The exercise:
Recast the lines from the one containing "--target wooden beam" through the one containing "363 126 L 362", both included, as a Markdown table with the columns Row and Line. Give each row a number and leave out any blank lines.

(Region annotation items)
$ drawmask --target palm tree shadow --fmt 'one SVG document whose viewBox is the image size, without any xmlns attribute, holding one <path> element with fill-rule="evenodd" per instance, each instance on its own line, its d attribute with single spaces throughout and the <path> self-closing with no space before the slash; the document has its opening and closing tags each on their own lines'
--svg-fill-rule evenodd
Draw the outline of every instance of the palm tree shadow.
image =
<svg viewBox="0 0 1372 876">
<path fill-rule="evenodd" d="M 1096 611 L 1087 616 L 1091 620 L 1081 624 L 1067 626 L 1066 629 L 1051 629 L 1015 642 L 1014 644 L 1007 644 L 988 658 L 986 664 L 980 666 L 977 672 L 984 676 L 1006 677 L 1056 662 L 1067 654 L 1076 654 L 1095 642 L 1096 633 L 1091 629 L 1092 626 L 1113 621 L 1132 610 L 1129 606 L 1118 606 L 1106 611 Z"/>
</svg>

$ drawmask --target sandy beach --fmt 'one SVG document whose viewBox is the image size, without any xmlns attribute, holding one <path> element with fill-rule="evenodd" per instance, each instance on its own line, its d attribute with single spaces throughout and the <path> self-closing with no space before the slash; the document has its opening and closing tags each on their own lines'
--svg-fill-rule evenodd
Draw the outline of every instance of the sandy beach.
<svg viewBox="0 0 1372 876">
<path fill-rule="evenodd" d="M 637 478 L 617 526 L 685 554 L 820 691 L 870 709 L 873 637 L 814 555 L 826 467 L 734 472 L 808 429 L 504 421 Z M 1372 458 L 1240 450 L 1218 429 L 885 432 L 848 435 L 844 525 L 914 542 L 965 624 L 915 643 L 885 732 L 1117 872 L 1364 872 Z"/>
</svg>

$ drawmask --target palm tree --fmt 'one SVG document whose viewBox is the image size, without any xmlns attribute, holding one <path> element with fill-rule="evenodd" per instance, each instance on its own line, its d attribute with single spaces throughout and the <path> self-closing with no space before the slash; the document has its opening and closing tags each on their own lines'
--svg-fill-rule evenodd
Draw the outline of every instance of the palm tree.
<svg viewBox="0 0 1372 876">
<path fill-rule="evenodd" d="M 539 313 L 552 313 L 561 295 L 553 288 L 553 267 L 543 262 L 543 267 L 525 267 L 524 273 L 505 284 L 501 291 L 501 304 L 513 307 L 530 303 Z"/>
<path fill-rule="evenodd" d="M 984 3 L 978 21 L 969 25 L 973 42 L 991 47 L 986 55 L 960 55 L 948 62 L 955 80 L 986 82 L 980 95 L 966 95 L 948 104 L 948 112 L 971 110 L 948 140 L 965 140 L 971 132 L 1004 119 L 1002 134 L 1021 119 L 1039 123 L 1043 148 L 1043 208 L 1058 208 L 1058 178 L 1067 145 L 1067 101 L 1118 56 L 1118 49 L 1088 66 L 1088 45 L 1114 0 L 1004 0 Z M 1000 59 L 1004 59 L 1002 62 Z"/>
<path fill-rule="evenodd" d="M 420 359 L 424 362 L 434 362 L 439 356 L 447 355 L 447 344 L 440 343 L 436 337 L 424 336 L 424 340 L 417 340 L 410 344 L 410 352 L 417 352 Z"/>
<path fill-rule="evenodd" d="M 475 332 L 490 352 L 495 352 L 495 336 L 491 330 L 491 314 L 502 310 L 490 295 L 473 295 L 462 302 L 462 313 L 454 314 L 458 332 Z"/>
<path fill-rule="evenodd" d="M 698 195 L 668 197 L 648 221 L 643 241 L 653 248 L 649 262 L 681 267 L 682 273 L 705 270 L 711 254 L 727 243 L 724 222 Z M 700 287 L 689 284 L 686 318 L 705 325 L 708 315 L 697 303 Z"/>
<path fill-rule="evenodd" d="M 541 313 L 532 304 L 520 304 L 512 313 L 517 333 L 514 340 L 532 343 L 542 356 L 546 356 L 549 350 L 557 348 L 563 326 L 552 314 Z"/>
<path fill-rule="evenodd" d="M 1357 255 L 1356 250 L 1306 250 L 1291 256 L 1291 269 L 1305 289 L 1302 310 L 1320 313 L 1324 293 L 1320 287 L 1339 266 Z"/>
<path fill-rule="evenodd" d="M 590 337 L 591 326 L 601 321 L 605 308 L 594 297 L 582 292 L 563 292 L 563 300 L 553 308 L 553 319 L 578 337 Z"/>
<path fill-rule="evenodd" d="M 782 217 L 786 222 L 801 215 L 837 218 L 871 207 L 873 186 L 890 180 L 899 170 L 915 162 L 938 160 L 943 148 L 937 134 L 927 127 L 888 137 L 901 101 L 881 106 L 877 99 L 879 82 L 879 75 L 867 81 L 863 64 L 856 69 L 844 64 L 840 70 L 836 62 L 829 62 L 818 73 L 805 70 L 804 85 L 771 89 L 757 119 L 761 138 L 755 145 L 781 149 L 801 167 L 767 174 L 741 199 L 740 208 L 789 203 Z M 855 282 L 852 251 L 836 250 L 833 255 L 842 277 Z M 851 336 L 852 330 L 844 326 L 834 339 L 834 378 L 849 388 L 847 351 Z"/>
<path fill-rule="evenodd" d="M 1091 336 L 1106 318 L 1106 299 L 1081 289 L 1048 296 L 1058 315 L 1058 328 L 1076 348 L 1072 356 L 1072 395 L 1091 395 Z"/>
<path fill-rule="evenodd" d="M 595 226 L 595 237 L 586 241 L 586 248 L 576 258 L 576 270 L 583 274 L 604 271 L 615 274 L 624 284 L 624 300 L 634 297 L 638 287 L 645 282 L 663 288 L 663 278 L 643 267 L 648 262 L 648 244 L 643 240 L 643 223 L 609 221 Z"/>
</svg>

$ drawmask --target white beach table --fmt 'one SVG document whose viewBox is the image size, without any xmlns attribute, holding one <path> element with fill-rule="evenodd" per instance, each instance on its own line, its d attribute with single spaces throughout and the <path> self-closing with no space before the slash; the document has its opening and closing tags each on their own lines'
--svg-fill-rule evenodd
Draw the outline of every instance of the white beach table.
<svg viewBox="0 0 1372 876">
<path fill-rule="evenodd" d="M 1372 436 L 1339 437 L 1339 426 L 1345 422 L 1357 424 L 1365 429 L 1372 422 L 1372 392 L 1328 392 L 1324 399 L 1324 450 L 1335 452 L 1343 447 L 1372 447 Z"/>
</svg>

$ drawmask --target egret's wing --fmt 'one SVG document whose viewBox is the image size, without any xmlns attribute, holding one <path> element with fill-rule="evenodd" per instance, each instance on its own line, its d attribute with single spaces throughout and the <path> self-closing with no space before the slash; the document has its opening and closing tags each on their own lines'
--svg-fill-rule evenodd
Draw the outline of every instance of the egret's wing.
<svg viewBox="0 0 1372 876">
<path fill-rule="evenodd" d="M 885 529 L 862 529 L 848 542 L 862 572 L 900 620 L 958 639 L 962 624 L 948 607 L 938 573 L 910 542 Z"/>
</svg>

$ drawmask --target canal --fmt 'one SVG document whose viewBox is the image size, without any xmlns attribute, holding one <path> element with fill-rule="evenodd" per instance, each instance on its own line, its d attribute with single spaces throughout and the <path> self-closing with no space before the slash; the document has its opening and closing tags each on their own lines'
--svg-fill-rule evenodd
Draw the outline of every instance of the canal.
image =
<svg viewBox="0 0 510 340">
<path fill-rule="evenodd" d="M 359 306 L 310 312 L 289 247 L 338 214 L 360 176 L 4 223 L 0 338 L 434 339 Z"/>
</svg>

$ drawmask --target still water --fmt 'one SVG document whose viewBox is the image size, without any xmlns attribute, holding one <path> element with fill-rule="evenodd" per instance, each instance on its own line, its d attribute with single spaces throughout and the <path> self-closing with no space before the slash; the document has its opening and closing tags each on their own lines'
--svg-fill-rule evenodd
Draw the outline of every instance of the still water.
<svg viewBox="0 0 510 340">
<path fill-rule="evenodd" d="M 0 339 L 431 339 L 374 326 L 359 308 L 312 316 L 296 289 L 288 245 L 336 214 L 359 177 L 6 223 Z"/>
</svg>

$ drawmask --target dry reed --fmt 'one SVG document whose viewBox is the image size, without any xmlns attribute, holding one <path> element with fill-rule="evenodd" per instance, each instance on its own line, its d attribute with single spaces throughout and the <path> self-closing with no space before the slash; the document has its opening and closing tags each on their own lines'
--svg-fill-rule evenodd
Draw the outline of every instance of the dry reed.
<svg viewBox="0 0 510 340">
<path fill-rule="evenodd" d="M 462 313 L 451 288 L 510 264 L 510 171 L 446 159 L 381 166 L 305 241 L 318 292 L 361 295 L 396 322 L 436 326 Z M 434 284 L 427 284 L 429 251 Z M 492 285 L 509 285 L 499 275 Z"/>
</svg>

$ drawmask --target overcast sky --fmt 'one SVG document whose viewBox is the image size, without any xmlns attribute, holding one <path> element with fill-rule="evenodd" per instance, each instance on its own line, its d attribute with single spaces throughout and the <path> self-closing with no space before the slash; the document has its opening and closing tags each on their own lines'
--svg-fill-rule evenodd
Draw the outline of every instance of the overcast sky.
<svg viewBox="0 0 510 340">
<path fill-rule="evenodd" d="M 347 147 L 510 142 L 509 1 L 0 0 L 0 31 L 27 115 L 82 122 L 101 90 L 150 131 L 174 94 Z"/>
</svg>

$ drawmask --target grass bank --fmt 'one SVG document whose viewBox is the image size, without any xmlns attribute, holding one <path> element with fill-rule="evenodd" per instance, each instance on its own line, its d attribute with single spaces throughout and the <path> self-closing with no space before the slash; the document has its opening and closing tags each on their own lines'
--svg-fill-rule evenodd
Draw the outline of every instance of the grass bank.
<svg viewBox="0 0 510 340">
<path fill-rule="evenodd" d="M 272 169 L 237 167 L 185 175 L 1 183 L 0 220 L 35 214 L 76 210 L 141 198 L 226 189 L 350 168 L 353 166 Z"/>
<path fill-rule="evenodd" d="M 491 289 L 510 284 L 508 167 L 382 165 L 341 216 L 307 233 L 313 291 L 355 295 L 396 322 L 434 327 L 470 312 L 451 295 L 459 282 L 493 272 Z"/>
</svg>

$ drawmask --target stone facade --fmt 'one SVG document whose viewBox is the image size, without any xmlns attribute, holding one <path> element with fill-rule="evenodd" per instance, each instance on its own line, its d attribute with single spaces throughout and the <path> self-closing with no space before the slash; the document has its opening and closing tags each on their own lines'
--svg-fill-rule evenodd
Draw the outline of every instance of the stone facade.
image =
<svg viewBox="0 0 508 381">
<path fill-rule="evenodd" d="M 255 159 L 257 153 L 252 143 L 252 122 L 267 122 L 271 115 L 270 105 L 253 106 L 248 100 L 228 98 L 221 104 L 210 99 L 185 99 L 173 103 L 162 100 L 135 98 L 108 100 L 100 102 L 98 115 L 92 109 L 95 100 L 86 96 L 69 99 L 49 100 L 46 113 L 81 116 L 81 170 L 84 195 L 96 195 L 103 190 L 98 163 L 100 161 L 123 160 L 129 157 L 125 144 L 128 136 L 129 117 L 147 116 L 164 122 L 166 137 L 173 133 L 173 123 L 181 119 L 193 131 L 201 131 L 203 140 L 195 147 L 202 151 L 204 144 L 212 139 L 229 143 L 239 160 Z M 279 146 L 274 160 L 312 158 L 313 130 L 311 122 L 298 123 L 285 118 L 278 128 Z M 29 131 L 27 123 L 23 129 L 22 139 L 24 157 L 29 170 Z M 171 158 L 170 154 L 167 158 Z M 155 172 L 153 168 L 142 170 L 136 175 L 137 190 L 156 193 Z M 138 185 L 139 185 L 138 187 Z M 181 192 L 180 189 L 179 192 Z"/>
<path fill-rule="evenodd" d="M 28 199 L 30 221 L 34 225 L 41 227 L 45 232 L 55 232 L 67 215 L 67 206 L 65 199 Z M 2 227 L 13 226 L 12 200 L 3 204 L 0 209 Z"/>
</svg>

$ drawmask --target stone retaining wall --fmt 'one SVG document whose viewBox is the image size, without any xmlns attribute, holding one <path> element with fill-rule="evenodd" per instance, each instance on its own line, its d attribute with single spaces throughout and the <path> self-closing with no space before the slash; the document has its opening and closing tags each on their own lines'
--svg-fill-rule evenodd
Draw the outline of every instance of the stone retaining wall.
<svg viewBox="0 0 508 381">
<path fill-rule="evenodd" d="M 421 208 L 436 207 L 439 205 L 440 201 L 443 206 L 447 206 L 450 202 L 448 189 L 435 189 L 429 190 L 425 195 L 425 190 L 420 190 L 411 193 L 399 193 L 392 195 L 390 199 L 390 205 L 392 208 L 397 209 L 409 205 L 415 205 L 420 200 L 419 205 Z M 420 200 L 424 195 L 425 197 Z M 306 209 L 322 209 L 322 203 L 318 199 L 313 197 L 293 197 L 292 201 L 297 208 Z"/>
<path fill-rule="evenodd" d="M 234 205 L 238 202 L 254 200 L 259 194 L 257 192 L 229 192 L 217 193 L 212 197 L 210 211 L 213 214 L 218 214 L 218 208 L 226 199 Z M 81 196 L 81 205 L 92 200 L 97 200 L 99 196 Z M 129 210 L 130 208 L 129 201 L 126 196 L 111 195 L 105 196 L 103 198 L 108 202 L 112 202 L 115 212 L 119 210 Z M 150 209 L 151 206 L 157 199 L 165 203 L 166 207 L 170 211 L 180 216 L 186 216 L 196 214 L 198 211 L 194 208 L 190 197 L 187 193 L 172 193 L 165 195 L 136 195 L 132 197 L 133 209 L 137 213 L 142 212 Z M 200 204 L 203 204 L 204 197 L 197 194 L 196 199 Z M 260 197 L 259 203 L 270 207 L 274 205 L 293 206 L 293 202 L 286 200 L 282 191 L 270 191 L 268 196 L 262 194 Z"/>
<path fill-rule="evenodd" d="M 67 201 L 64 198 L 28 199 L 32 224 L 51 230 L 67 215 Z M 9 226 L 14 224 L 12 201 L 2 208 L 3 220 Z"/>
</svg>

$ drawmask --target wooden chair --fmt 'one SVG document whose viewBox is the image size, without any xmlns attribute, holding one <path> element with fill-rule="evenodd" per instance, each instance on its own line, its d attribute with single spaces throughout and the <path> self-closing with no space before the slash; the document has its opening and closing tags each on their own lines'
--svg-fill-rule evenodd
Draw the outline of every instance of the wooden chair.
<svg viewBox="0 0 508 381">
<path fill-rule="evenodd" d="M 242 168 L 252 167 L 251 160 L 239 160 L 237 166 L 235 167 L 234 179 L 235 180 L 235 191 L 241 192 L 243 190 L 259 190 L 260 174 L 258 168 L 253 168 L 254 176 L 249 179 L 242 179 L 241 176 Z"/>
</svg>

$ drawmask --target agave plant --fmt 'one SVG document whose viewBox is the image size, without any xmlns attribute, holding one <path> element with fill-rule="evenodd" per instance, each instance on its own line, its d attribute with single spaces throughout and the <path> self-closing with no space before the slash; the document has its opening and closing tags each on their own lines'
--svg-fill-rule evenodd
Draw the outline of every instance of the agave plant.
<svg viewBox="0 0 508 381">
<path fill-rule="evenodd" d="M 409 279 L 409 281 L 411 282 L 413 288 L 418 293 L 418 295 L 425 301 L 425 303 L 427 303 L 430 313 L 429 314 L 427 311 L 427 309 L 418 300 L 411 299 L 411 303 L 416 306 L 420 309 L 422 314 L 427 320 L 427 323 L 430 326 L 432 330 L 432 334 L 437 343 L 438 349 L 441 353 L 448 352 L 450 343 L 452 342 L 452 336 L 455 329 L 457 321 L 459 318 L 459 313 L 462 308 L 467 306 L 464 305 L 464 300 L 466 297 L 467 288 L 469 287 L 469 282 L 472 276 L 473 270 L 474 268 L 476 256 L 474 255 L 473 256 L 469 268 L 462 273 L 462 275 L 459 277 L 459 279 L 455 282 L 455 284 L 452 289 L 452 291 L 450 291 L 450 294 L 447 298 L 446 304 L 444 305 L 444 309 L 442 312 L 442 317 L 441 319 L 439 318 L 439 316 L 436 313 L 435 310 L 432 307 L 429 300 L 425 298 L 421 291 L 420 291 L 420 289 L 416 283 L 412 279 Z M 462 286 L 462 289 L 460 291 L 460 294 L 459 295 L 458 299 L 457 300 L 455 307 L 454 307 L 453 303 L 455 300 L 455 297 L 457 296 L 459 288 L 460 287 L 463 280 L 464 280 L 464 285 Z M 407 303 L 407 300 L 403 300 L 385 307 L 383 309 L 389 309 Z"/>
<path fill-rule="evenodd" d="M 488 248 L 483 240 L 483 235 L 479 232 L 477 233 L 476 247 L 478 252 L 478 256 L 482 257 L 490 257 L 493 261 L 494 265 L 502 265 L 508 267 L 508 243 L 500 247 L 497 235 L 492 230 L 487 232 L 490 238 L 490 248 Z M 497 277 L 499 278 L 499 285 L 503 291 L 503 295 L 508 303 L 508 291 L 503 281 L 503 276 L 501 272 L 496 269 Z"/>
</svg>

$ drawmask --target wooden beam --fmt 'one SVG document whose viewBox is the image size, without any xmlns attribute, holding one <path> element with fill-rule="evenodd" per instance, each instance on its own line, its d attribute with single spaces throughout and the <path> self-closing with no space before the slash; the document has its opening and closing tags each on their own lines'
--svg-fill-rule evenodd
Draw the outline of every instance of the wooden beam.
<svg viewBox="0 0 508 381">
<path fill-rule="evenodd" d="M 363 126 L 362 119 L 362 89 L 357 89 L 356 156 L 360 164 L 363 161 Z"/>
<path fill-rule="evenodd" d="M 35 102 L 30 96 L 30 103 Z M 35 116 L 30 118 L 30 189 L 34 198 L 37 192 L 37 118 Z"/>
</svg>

Answer to the task:
| Row | Line |
|---|---|
| 1 | $ drawmask --target wooden beam --fmt 'one SVG document whose viewBox is the image size, without any xmlns attribute, holding one <path> element with fill-rule="evenodd" per instance, each instance on its own line, its d attribute with single spaces throughout and the <path> self-closing with no space before the slash; the document has its opening and closing tags each on their own lines' |
| 2 | --svg-fill-rule evenodd |
| 3 | Draw the outline of every instance of the wooden beam. |
| 4 | <svg viewBox="0 0 508 381"> |
| 5 | <path fill-rule="evenodd" d="M 363 126 L 362 119 L 362 89 L 357 89 L 356 156 L 360 164 L 363 161 Z"/> |